*PROBLEM DESCRIPTION:* Write out each line exactly as given. Leave the pictures out of your copy.

Records from a point labeling set

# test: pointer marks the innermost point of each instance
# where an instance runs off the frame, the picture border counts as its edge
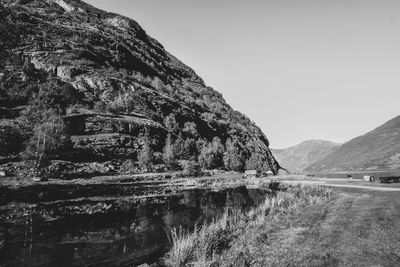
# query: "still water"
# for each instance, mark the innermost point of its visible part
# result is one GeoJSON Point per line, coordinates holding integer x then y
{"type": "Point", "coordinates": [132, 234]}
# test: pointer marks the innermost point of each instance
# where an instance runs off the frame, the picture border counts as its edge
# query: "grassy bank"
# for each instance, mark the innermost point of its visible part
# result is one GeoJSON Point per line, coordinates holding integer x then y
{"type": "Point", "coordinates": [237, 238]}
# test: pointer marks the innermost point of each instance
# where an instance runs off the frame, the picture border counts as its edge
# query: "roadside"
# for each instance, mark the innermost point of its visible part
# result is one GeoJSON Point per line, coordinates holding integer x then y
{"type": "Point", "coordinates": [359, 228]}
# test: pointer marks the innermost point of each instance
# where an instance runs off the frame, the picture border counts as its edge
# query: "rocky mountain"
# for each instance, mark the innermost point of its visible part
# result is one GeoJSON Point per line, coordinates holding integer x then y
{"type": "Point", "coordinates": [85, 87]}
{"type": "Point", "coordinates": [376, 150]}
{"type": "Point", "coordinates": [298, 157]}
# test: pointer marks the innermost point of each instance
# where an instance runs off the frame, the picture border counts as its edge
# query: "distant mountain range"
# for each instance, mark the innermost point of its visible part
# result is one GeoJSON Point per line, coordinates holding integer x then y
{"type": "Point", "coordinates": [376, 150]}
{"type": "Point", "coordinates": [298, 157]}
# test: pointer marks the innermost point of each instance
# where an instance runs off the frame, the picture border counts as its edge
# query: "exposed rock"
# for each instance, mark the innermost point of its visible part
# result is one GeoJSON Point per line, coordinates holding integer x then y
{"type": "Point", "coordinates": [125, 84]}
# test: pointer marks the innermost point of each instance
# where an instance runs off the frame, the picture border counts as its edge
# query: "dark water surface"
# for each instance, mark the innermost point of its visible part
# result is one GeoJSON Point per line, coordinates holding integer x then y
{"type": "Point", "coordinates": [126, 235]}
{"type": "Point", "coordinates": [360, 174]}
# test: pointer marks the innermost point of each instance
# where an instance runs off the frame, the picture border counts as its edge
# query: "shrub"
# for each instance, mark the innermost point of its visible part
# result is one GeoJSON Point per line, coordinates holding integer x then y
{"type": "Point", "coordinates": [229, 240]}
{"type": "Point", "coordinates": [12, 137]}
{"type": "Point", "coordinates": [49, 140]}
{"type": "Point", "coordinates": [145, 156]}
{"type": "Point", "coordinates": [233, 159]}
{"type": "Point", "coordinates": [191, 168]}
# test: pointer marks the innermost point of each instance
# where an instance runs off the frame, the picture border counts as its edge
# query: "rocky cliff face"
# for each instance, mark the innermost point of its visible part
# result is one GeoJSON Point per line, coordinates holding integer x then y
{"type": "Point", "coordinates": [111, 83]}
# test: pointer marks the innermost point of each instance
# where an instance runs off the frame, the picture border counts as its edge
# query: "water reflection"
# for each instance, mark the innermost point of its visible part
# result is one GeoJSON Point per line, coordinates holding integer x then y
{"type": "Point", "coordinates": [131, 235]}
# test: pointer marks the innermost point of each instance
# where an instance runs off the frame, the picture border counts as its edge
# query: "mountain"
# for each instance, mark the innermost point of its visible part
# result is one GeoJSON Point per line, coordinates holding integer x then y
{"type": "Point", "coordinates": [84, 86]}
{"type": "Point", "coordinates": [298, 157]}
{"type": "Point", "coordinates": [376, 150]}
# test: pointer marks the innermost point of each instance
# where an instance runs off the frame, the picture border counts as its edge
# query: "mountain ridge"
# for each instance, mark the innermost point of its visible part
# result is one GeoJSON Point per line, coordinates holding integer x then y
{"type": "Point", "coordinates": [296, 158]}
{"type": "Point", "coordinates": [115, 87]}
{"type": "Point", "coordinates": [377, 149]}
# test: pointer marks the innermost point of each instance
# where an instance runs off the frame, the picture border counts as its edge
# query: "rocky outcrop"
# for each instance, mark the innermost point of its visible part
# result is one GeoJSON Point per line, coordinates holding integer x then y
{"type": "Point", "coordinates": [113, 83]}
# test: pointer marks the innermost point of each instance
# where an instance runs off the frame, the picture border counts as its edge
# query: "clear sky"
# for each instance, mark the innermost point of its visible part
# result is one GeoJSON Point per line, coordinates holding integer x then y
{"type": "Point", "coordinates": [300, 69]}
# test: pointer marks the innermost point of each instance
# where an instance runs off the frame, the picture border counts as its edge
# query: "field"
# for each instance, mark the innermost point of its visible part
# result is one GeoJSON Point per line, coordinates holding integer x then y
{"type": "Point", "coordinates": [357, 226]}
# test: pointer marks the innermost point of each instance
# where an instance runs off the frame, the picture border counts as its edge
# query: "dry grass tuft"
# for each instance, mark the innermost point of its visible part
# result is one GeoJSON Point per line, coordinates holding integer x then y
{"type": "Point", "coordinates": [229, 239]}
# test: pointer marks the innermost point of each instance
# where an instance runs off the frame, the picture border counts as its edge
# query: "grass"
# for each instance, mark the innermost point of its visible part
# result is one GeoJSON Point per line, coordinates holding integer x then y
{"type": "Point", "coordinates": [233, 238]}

*OUTPUT OF THE EXERCISE:*
# test: pointer marks the innermost point of each instance
# where an instance runs off the frame, the picture border counts as its edge
# query: "still water"
# for each instance, mark the innermost point of its visible part
# result is one GeoJSON Point per line, coordinates holding integer x then y
{"type": "Point", "coordinates": [132, 234]}
# test: pointer marks the innermost point of each instance
# where an instance runs off the frame, the picture border counts as its edge
# query: "grassy bank"
# for each instance, mark the innermost point of its visible part
# result is one GeoJSON Point per line, coordinates holding integer x then y
{"type": "Point", "coordinates": [237, 238]}
# test: pointer marks the innermost point of each instance
# where an instance runs off the frame, the picture border counts as its edge
# query: "roadside"
# for each instance, mark the innermost point of its visible part
# result is one GeoJSON Point per line, coordinates holding integer x then y
{"type": "Point", "coordinates": [359, 228]}
# test: pointer marks the innermost point of each instance
# where an instance runs off the frame, the picture border counts as its edge
# query: "rocky mountain"
# for each instance, mark the innermost point of its visible part
# result is one GeoJSON Point per line, coordinates holding integer x then y
{"type": "Point", "coordinates": [85, 87]}
{"type": "Point", "coordinates": [376, 150]}
{"type": "Point", "coordinates": [298, 157]}
# test: pointer marks the innermost point of each instance
# where an instance runs off the frame, the picture border counts as its edge
# query: "distant mountain range"
# for each instance, mark the innermost point of its visible part
# result is one GeoJSON Point per line, coordinates holding integer x then y
{"type": "Point", "coordinates": [376, 150]}
{"type": "Point", "coordinates": [298, 157]}
# test: pointer marks the innermost point of each instance
# where an instance runs off the frame, the picture border counts as its edge
# query: "exposed rock"
# for each instance, mark the innermost point of its visible part
# result is one GeoJSON Point per line, coordinates holding integer x then y
{"type": "Point", "coordinates": [125, 84]}
# test: pointer marks the innermost point of each instance
# where an instance runs off the frame, the picture border counts as its edge
# query: "dark water surface"
# for each instance, mark the innermost point of its visible part
# result is one GeoJSON Point per line, coordinates holding integer x then y
{"type": "Point", "coordinates": [126, 235]}
{"type": "Point", "coordinates": [360, 174]}
# test: pointer marks the innermost point of each instance
# where an instance runs off the frame, the picture border counts as its edge
# query: "shrub"
# for each instance, mark the innermost point of its visible part
# result is one GeoJSON Point per line, coordinates holding integer x then y
{"type": "Point", "coordinates": [229, 240]}
{"type": "Point", "coordinates": [12, 137]}
{"type": "Point", "coordinates": [49, 140]}
{"type": "Point", "coordinates": [145, 156]}
{"type": "Point", "coordinates": [233, 159]}
{"type": "Point", "coordinates": [191, 168]}
# test: pointer marks the innermost point of each instance
# where an instance runs off the frame, the picture border counts as its edge
# query: "rocky cliff face"
# for each instance, mark the innermost point of its visible part
# result is one GeoJSON Point per line, coordinates holding integer x then y
{"type": "Point", "coordinates": [111, 83]}
# test: pointer marks the innermost point of each instance
# where an instance runs off the frame, the picture border counts as its edge
# query: "water reflection"
# for each instance, mark the innermost point of its visible part
# result is one GeoJSON Point per line, coordinates holding integer x then y
{"type": "Point", "coordinates": [131, 235]}
# test: pointer marks the innermost point of each instance
# where an instance runs off the frame, the picture border counts as its edge
# query: "mountain"
# for each instance, mark the innermost point of its visible part
# result is one GeoJSON Point per line, coordinates holding integer x then y
{"type": "Point", "coordinates": [84, 86]}
{"type": "Point", "coordinates": [298, 157]}
{"type": "Point", "coordinates": [376, 150]}
# test: pointer marks the innermost point of each instance
# where an instance runs off the frame, the picture border counts as its edge
# query: "mountain ridge"
# for each instance, mark the innermost point of its visible part
# result is one GeoJSON Point per line, coordinates holding integer x then y
{"type": "Point", "coordinates": [296, 158]}
{"type": "Point", "coordinates": [115, 87]}
{"type": "Point", "coordinates": [377, 149]}
# test: pointer marks the innermost point of each instance
# where an instance runs off the frame, the picture border counts as its edge
# query: "rocky outcrop"
# for each instance, mark the innermost point of its visible part
# result is one GeoJSON Point per line, coordinates holding integer x then y
{"type": "Point", "coordinates": [113, 83]}
# test: pointer marks the innermost point of each instance
# where an instance runs off the frame, the picture border counts as its edge
# query: "clear sky"
# for each instance, mark the innermost point of its visible part
# result is one GeoJSON Point per line, coordinates holding integer x then y
{"type": "Point", "coordinates": [300, 69]}
# test: pointer marks the innermost point of each instance
# where an instance runs off the frame, the picture border counts as its edge
# query: "field"
# for each instance, mark the innermost point of its visible part
# result is one GeoJSON Point per line, coordinates holding integer x then y
{"type": "Point", "coordinates": [357, 226]}
# test: pointer marks the innermost point of each instance
# where an instance runs off the frame, the picture border counts as its edge
# query: "dry grass tuft"
# for each instance, mark the innermost point of its visible part
# result is one GeoJSON Point per line, coordinates holding integer x then y
{"type": "Point", "coordinates": [229, 239]}
# test: pointer marks the innermost point of each instance
# where an instance runs off the frame, the picture border counts as its edge
# query: "grass"
# for each instance, mark the innermost point of its visible part
# result is one GeoJSON Point per line, coordinates holding integer x then y
{"type": "Point", "coordinates": [233, 238]}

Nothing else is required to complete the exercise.